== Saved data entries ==
• • • • •

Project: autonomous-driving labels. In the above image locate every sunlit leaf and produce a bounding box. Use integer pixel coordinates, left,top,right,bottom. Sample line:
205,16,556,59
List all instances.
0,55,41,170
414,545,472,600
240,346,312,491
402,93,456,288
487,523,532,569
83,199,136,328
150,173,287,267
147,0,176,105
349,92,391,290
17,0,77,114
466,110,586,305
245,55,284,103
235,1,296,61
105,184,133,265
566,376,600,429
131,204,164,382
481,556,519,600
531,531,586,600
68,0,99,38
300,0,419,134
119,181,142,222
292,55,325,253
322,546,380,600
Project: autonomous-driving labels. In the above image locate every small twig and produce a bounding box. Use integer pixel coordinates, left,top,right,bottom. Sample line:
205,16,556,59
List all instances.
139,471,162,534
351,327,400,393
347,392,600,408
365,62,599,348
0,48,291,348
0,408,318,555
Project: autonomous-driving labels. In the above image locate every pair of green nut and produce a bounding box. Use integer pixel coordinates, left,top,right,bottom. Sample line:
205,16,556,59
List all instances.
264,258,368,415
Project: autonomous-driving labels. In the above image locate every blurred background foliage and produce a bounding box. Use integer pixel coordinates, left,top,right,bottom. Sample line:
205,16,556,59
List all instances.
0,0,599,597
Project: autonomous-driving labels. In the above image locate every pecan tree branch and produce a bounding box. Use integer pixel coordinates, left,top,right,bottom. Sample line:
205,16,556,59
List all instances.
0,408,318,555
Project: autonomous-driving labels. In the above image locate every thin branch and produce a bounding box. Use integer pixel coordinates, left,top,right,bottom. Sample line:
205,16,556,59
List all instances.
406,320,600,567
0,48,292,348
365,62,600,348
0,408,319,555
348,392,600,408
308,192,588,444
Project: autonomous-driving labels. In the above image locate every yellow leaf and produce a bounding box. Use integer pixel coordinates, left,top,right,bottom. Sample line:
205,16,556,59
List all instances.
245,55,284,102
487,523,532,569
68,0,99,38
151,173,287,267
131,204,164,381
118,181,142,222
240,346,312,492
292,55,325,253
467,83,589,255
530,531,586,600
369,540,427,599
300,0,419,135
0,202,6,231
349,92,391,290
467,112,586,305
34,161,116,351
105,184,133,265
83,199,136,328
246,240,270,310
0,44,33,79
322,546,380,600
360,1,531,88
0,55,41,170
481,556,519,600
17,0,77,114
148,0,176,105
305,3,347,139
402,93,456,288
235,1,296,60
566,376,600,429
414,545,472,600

• • • • •

Among the records, find all lines that include the string "leaf" and return them.

== RESULT OF THIS EXERCISE ==
Project: autonomous-driving labels. In the above image locate every sunlit leaf and produce a bounding box. Use integer pixel coordinates, left,top,right,bottom. Sample line:
Project: autonomous-driving labels. In the above image locate every yellow leaf and produce a bounding box. Use integer pixel coordinates, left,top,right,bottom. Sample line:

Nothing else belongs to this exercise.